■ TRECHO DA PÁGINA
■ ■ ■ ■ ■

Corrêa afirma que as negociações para a desapropriação do local estão a cargo dos governos municipal e estadual, mas vê as tratativas avançadas. O secretário garantiu à reportagem que todas as obras programadas devem ficar prontas antes mesmo da COP-30.
“Nós estamos tomando todo cuidado para não acontecer o que aconteceu na Copa do Mundo. Muitos projetos que se iniciaram e até hoje não têm nada. Nós só estamos realmente iniciando obras que vão terminar até o período da COP-30”, completa.
Boa vitrine, mas cautela
Motorista de Uber, Eden Andrade anda diariamente pelos quatro cantos da capital paraense. Na avaliação dela, a chegada da COP-30 é uma vitrine da cidade, mas não está confiante sobre a manutenção das obras realizadas.
“Estou esperançosa com a COP. É bom para mostrar a cidade, nossa cultura. Acho que vamos conseguir nos desenvolver melhor após o evento”, afirma.
“São muitas obras. É claro que vamos ter transtornos. Só espero que elas fiquem após o evento. Não acho que vão manter e dar vida ao que vão construir daqui a alguns anos”, completa.
Mesma opinião compartilha a taxista Talita Vieira. Ele acredita que as obras precisam deixar bons frutos para a capital, mas reclama do trânsito provocado pelo fechamento de ruas.
“Toda hora estão fechando ruas aqui. Ali perto dos portos, é um inferno passar depois das 17h. Quero que acabe essa obra logo e que pelo menos traga algo de bom para nós, né?”, diz.
Mas não são só as obras que devem deixar legados aos moradores, alguns têm comemorado a alavancada econômica na esteira do evento. Atendente em sorveteria, Ana Paula Silva conta que atendeu diversos “gringos” após a escolha de Belém para sediar a COP-30. A empresa em que ela trabalha tem investido nas contratações de bilíngues e nos sabores culturais para atrair os clientes.
“Estamos bem felizes com a repercussão. Semanas atrás, eu atendi um grupo de indianos. Nem sabia o que eles estavam falando, mas me senti em outro mundo (risos)”, conta.
“O que mais procuram aqui é o sorvete de Cupuaçu. É o nosso principal aqui. Fora que acabamos de aumentar o número de funcionários. Um que fala inglês e outro francês já chegaram para conseguir atender a demanda de turistas”, ressalta.
Se uns esperam receber mais turistas, outros querem que o evento aumente a geração de emprego na região. O engenheiro eletricista André Nunes tem usado um aplicativo de transporte para gerar renda, mas mantém a expectativa de conseguir um novo trabalho com a chegada da COP.
“Acho que o evento vai ser muito bom para a cidade. Vamos estar em evidência para o mundo e espero que isso seja recompensado. Espero que tenhamos mais empregos aqui, principalmente na área da engenharia. Acho que isso vai ser o maior marco do evento”, desabafa.

■ ■ ■ ■ ■

■ LINHAS FORNECIDAS
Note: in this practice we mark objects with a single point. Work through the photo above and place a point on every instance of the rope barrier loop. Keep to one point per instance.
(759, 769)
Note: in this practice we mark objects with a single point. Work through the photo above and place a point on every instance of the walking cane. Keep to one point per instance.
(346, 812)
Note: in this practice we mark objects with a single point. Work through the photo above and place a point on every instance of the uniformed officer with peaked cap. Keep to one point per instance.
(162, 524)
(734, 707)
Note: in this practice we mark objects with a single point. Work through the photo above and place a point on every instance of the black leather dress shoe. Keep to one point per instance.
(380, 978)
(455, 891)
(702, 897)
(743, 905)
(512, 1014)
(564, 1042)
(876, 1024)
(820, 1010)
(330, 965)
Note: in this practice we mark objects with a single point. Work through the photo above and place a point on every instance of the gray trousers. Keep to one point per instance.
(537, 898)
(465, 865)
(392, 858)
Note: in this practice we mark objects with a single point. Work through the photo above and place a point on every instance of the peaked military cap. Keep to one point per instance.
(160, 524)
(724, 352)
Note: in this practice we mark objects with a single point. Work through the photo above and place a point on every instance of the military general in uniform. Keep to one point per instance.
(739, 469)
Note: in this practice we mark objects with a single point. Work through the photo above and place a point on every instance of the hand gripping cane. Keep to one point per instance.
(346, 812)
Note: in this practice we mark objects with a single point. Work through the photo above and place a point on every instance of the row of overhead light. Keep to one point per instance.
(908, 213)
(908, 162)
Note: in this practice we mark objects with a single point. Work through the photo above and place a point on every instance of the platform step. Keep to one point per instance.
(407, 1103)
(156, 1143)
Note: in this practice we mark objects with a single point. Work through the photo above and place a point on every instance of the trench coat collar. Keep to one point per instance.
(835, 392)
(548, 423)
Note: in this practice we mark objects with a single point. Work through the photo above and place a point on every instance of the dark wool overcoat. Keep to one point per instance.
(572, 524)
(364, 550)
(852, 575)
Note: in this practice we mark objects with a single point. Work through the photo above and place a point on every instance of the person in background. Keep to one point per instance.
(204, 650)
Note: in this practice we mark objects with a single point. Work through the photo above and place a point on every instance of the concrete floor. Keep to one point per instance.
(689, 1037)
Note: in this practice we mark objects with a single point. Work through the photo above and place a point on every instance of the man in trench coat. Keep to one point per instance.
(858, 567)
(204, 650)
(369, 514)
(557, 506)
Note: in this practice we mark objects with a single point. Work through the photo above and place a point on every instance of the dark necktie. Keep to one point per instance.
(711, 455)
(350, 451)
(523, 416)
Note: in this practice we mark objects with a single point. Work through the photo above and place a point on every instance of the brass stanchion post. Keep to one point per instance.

■ ■ ■ ■ ■

■ O QUE FAZER
Responda com base no trecho sobre a COP-30 em Belém:
(a) Qual sorvete é o mais procurado na sorveteria, segundo Ana Paula Silva?
(b) Em que área André Nunes espera que surjam mais empregos?
(c) A partir de que horário, segundo Talita Vieira, fica difícil passar perto dos portos?

■ RESPOSTA DA TAREFA
(a) O mais procurado é o sorvete de cupuaçu.
(b) Ele espera mais empregos principalmente na área da engenharia.
(c) Fica difícil passar depois das 17h.